The second reading is from Luke’s gospel, a brief excerpt from a sermon Jesus preached in his hometown synagogue. The sermon was well received until Jesus added that the scripture, which quotes the prophet Isaiah, was fulfilled in him. Listen for the past fulfilled and future hope in

Luke 4:18-19
The Spirit of the Lord is upon me, because the Lord has anointed me. He has sent me to preach good news to the poor, to proclaim release to the prisoners and recovery of sight to the blind, to liberate the oppressed, and to proclaim the year of the Lord’s favor.

Our third reading lifts up the role of the Spirit in creating a Christian life that is based in joyful obedience – a life without fear.

Romans 8: 4b-17
So then, brothers and sisters, we have an obligation, but it isn’t an obligation to ourselves to live our lives on the basis of selfishness. If you live on the basis of selfishness, you are going to die. But if by the Spirit you put to death the actions of the body, you will live. All who are led by God’s Spirit are God’s [offspring.] You didn’t receive a spirit of slavery to lead you back again into fear, but you received a Spirit that shows you are adopted as God’s children.

• _Data extract_
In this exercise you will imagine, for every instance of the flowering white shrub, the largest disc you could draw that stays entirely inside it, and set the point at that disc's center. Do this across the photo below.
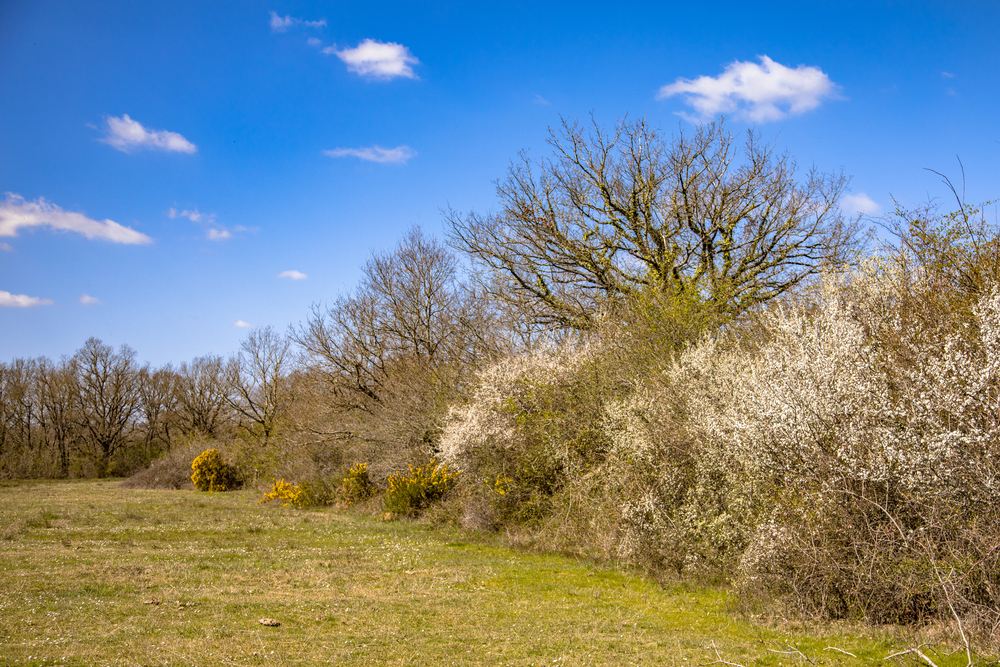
(872, 438)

• _What to do_
[A] In the scripture readings text, where did Jesus preach the sermon that the Luke excerpt comes from?
[B] Rewrite the part of the scripture readings text between "The second reading" and "life without fear.", inclusive, replacing "prisoners" with "captives".

• _Solutions to each task_
[A] In his hometown synagogue.

[B]
The second reading is from Luke’s gospel, a brief excerpt from a sermon Jesus preached in his hometown synagogue. The sermon was well received until Jesus added that the scripture, which quotes the prophet Isaiah, was fulfilled in him. Listen for the past fulfilled and future hope in

Luke 4:18-19
The Spirit of the Lord is upon me, because the Lord has anointed me. He has sent me to preach good news to the poor, to proclaim release to the captives and recovery of sight to the blind, to liberate the oppressed, and to proclaim the year of the Lord’s favor.

Our third reading lifts up the role of the Spirit in creating a Christian life that is based in joyful obedience – a life without fear.